PASSAGE:
--- --- ---
What surreal and wonderful times we live in. The reality of the endlessly roiling U.S. political arena transcends any fictional satire that television might offer. You couldn’t make up this stuff.
Certainly, nobody ever expected this bland statement from 21st Century Fox: “After a thorough and careful review of the allegations, the Company and Bill O’Reilly have agreed that Bill O’Reilly will not be returning to the Fox News Channel.”
And with that, the biggest right-wing blowhard in the U.S. media, the most influential of barking, bullying cable-news hosts, the man who was a money-making machine for Fox News, is out. Done and disgraced. A giant is toppled by his own ego and outrageous behaviour.
Me, I never expected it. I have history with O’Reilly. There was a battle and I won, but I never imagined that O’Reilly would be simply dumped by Fox News.
Although O’Reilly was with Fox News for 20 years, the end was swift. On April 1, The New York Times reported Fox and O’Reilly had paid five women a total of $13-million (U.S.) to settle sexual harassment claims. Those women either worked for O’Reilly directly or were frequent guests on his program. And soon after The Times story, others came forward with tales of O’Reilly persistently making lewd remarks to them.
Of course, O’Reilly tried to bluster his way out of the crisis. He said he had only settled with the accusers to spare his family from public controversy about him. He claimed, as he always did, that there was a left-wing conspiracy against him. Women’s groups, already emboldened by the size and heft of marches to protest President Donald Trump’s sexist attitude and statements, called on advertisers to boycott The O’Reilly Factor on Fox News. And many advertisers heeded them. Companies including BMW, Allstate Corp, and T. Rowe Price, pulled their advertising.
The only question that remains to be answered is this: Did 21st Century Fox bosses, including executive chairman Rupert Murdoch, dump O’Reilly because the advertisers were fleeing or because they knew the company couldn’t stand the heat from accusations of harbouring an accused sexual predator?
The answer is likely the latter, since O’Reilly’s exit follows that of former Fox News chairman and CEO Roger Ailes, who was obliged to resign last July after being accused of sexual misconduct by several women. For all the money that The O’Reilly Factor brought in, an estimated $446-million a year, the stain of being tainted as a cesspool of macho sexual misconduct was too much for the Fox conglomerate.
Besides, that stain might spread. The company is waiting for a ruling in Britain on its bid, worth nearly $20-billion, for full control of all Sky services and operations. If that bid became subject to public hearings, there could be very, very awkward questions for the company about the culture of sexual harassment in its American news properties.
--- --- ---
DATA BLOCK:
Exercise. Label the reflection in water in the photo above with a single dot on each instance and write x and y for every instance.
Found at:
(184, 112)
--- --- ---
WORK TO COMPLETE: Could you pick up the column on Bill O'Reilly's exit from Fox News after its last sentence and carry it forward?

WRITTEN ANSWER:
There is a tart irony in the circumstances that obliged Fox News to let O’Reilly go in disgrace. Fox News and O’Reilly helped Donald Trump get elected and, mostly, the channel is a mouthpiece for Trump. But the election of Trump, even with all his baggage of sexist comments, stoked the fire that fuelled protests against O’Reilly and Fox News.
In its coverage of O’Reilly’s ouster on Wednesday, Breitbart News, that vociferous pro-Trump voice, used the headline, “Activist Left Gets Monster Scalp.” That’s partly true – for many Americans who are sickened by the election of Trump, a war against Fox News is a war against Trump by proxy. But the point Breitbart misses is this: Sexual harassment in the workplace is not about left or right; it is simply unacceptable.
O’Reilly’s power, at its height, was formidable. He could unleash his viewers on others like a general ordering a massive military assault.
In 2004, I wrote a column mocking Fox News as it was due to arrive on Canadian cable. I said the channel was unintentionally hilarious. On his program O’Reilly named me and The Globe and Mail – which he called a “far-left newspaper” – as the enemy. I got thousands of abusive e-mails from his viewers. So I wrote about that. O’Reilly upped the ante, calling me names on his program. And I duly wrote about that.
The New York Times spotted the battle in progress and did a feature story about it, with some of the few printable quotes from the abusive e-mails. When the story appeared, I began to receive thousands of e-mails from Americans apologizing for Fox News, O’Reilly and his rude viewers. On his progam, O’Reilly then sneered at The Times story. But I felt I’d won.
It was surreal to be at the centre of that storm. It is surreal now that O’Reilly’s downfall is thanks to a New York Times investigation. But, really, it is thanks to his own obnoxious, unacceptable behaviour. A giant is felled and few will mourn him.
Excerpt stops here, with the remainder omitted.